You are here

Data2Semantics (From Data to Semantics for Scientific Data Publishers)

ICT-Challenge

Famous scientist Sir Francis Bacon is alleged to have said “Knowledge is power”. This insight from the 16th century is still relevant in today world where competitive advantage is linked to better knowledge.

The inspiration and motivation of the project is to improve the availability and accessibility of scientific knowledge. This holds both for dissemination of results through traditional publications, as well as through the publication of scientific data. The inspiration for Data2Semantics comes from the increasing call by scientists and the public to have open access to publically funded datasets. Examples of these are recent special issues of Nature on the future of publishing and recent speeches by policy makers such as EU Commissioner Mrs. Neelie Kroes in Stockholm on opening up scientific data. The Data2Semantics project focuses on data management in e-Science.

SOURCE DATA:
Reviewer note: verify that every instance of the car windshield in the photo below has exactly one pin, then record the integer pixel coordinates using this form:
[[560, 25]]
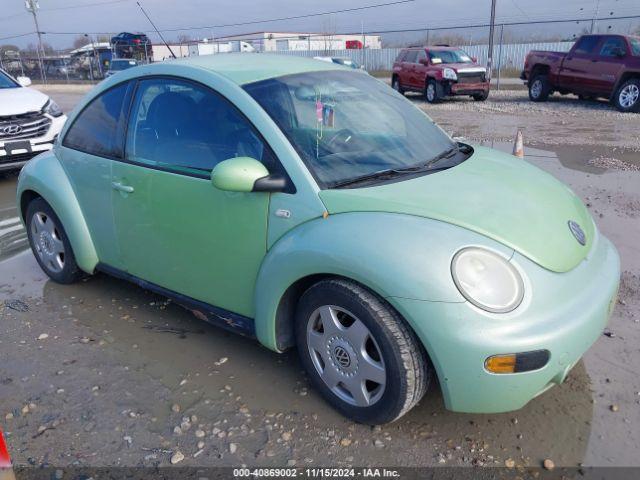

WHAT YOU ARE ASKED TO DO: Pick up the Data2Semantics project description where it stops and continue it.

REPLY:
Our central research question is How to share, publish, access, analyse, interpret and reuse scientific big data on the Web? To answer this question we need to tackle a number of ICT-challenges. We must transform structurally heterogeneous data into shareable form. This must be done while maintaining source integrity that is to make sure that the original data can be recovered from the transformed and shared data. During this transformation and sharing process we must construct or maintain provenance information, which are metadata about origin and transformations to trace the sources of the information. When many scientists publish different datasets, we must find ways to link between semantically heterogeneous datasets. And finally, when scientists publish data over longer periods of time, we must be able to detect & manage semantic concept drift (differences in meaning in disparate semantic descriptions).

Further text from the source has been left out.